• **Job**:
Rescale the records starting at the beginning and ending at the line containing "370 117 L 358". Reproduce every line, requests included, but multiply each coordinate in the path answers by 0.6 and round it to a whole number, with halves rounding up.

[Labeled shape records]
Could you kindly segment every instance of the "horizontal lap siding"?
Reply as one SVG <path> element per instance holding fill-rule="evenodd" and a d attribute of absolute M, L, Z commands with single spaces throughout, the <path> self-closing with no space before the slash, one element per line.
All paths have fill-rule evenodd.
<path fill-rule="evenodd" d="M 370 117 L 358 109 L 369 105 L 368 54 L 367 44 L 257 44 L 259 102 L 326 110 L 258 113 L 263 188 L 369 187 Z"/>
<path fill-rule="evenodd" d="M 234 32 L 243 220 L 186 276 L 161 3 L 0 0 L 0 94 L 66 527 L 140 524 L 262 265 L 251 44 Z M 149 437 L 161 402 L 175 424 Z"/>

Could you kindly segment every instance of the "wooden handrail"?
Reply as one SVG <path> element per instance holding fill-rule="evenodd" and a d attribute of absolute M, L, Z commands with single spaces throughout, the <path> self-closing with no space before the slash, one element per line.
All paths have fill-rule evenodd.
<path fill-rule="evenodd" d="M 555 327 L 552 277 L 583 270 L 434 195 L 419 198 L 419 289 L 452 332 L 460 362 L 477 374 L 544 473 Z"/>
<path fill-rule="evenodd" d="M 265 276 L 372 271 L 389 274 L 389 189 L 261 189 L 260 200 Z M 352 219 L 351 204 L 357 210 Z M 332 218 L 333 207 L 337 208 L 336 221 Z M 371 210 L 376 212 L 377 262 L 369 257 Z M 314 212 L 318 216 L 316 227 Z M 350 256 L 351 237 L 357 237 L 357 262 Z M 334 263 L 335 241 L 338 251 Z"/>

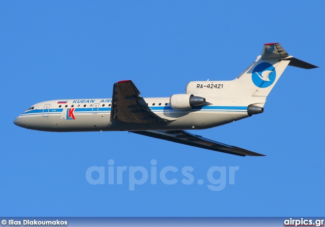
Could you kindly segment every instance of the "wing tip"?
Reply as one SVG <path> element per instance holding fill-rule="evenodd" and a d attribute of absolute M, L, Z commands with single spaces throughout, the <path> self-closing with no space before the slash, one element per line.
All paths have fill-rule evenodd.
<path fill-rule="evenodd" d="M 279 44 L 279 43 L 265 43 L 264 44 L 265 46 L 268 46 L 269 45 L 274 45 L 274 44 Z"/>
<path fill-rule="evenodd" d="M 118 81 L 117 83 L 128 83 L 130 81 L 132 81 L 131 80 L 120 80 Z"/>

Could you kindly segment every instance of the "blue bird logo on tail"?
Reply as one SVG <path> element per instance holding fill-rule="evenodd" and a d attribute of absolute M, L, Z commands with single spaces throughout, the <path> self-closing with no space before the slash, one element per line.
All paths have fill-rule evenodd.
<path fill-rule="evenodd" d="M 271 86 L 276 77 L 275 68 L 270 63 L 258 64 L 253 70 L 252 80 L 256 86 L 262 88 Z"/>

• **Answer to this problem**:
Could you kindly segment every instance of the "horizontal lap siding"?
Reply as one SVG <path> element per instance holding fill-rule="evenodd" and a d attribute of absolute M, L, Z commands with single spaces throughout, the <path> self-closing with no space before the slash, one element per line.
All paths have fill-rule evenodd.
<path fill-rule="evenodd" d="M 222 70 L 215 65 L 221 63 L 221 32 L 220 26 L 154 26 L 155 61 L 196 66 L 155 68 L 158 113 L 221 112 Z"/>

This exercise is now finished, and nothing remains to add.